__INFORMATION PROVIDED__
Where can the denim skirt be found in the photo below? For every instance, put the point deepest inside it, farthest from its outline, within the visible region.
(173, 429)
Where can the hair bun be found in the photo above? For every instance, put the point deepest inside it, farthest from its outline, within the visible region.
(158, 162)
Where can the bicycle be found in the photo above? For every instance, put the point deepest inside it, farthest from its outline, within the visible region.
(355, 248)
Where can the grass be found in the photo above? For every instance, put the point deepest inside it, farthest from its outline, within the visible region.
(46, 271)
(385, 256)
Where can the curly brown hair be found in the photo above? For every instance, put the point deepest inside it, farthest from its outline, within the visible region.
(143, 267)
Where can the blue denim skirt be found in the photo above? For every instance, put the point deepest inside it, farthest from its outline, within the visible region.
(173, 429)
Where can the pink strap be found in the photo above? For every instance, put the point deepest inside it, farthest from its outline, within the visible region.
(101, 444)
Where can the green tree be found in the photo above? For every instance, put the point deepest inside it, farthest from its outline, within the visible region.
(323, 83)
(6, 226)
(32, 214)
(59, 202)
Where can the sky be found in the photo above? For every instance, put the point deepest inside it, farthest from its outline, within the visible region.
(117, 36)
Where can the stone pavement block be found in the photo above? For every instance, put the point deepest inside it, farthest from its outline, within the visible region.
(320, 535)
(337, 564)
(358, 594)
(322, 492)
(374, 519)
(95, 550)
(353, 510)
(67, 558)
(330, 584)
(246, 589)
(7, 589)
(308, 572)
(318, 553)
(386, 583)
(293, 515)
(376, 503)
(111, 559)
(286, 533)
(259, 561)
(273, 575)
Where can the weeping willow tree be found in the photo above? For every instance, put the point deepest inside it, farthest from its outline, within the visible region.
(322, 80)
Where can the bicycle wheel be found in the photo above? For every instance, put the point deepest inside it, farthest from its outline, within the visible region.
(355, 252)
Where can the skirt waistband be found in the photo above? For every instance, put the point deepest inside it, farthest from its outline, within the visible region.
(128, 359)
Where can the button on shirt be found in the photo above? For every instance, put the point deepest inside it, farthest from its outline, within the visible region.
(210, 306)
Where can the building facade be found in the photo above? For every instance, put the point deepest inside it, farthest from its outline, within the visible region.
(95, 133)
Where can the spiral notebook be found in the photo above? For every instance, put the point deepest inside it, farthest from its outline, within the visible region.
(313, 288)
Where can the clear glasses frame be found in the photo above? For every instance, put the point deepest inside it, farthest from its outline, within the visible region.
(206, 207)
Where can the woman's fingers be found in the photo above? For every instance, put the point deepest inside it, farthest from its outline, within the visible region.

__AIM__
Give the stretch of the data from the line containing "Where can the weeping" through the last line as a numbered list, leaving out blank lines.

__ANSWER TO THIS PROBLEM__
1. Where can the weeping willow tree be found in the photo above? For every instance, put the point deepest inside it, farthest from its outline, within the visible region.
2. (322, 80)
3. Where can the bicycle wheel be found in the photo above? For every instance, put the point deepest inside it, farthest from its outline, within the visible region.
4. (355, 252)
5. Where can the skirt waistband be found in the photo above? For every instance, put the point deepest inside it, farthest from its outline, within the visible region.
6. (128, 359)
7. Where can the button on shirt be found in the photo above? For every instance, put the point deepest inside it, farthest from its outline, within the visible region.
8. (210, 306)
9. Where can the building facade be found in the photo above? For every instance, put the point deepest inside it, farthest from its outline, within the visible region.
10. (95, 133)
11. Where can the spiral notebook be found in the photo above? For every instance, put the point deepest inside it, farthest from its outline, within the visible region.
12. (313, 288)
13. Where can the clear glasses frame be found in the photo above? For every instance, put the point deepest inside it, farthest from its outline, within the visible region.
14. (206, 207)
15. Where can the woman's fingers be found in the photo above? For every instance, put the point deepest inside it, farthest from its outline, within the visible region.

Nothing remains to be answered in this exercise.